## RECORD EXCERPTS
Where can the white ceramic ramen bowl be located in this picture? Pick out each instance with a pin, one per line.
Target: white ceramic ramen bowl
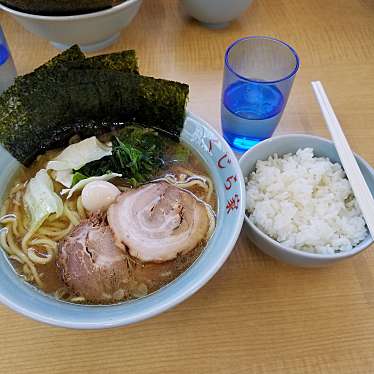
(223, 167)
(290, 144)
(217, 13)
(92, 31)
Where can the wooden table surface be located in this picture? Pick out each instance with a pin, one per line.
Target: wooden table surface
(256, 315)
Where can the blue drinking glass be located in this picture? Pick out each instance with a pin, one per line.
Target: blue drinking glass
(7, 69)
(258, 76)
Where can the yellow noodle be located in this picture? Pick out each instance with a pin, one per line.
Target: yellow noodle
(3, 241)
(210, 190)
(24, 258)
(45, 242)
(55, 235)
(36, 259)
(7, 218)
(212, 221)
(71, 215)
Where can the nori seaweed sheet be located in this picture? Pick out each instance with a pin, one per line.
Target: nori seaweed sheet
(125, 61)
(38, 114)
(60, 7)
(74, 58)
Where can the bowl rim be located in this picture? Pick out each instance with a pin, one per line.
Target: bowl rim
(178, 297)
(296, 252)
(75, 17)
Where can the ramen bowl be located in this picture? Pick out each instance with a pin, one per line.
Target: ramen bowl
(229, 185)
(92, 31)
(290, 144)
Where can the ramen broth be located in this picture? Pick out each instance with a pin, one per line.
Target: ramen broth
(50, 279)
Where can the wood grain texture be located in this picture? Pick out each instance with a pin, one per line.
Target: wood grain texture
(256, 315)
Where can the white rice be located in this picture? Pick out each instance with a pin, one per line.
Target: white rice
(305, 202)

## GOAL
Reproduce each item above word for word, omitting the picture.

## WRITTEN RESPONSE
Where can the white ceramic ramen bowl be located in this picture? Pick out each instance with a pin, one per line.
Target: white ceramic ramen bowl
(223, 167)
(290, 144)
(217, 13)
(92, 31)
Where can the wooden table surface be located in this picture? Pick out each instance with a pin, one per line.
Target: wooden table surface
(256, 315)
Where can the blue drinking glass be located in this picture? Pick out each instance with a pin, one per line.
Target: blue drinking glass
(7, 69)
(258, 76)
Where can the yellow noodle be located in this picture? Pick out each instance with a pin, one per line.
Target: yellow noodle
(3, 241)
(210, 190)
(24, 258)
(45, 242)
(55, 235)
(36, 259)
(7, 218)
(212, 221)
(71, 215)
Where can the nori seaweed sheet be located in this picture? Pick out each instance with a pin, one per line.
Target: nori seaweed sheet
(125, 61)
(38, 114)
(60, 7)
(74, 58)
Where can the bowl rim be located in this picture? Pick out each instance with a pin, one per line.
Target: bowl rim
(178, 297)
(296, 252)
(75, 17)
Where can the ramen bowl be located in this picture? Pick out each instance with a pin, one per line.
Target: ramen bowl
(229, 185)
(92, 31)
(290, 144)
Where can the ramen broth be located in this picture? Pick out each instance with a pin, one per line.
Target: ramen broth
(50, 279)
Where can the wood grain texture be located in this picture? Pick out each instance with a pin, one per line.
Target: wood grain texture
(256, 315)
Where can the white rice be located in this picture? Pick out each instance with a pin, one per line.
Target: white rice
(305, 202)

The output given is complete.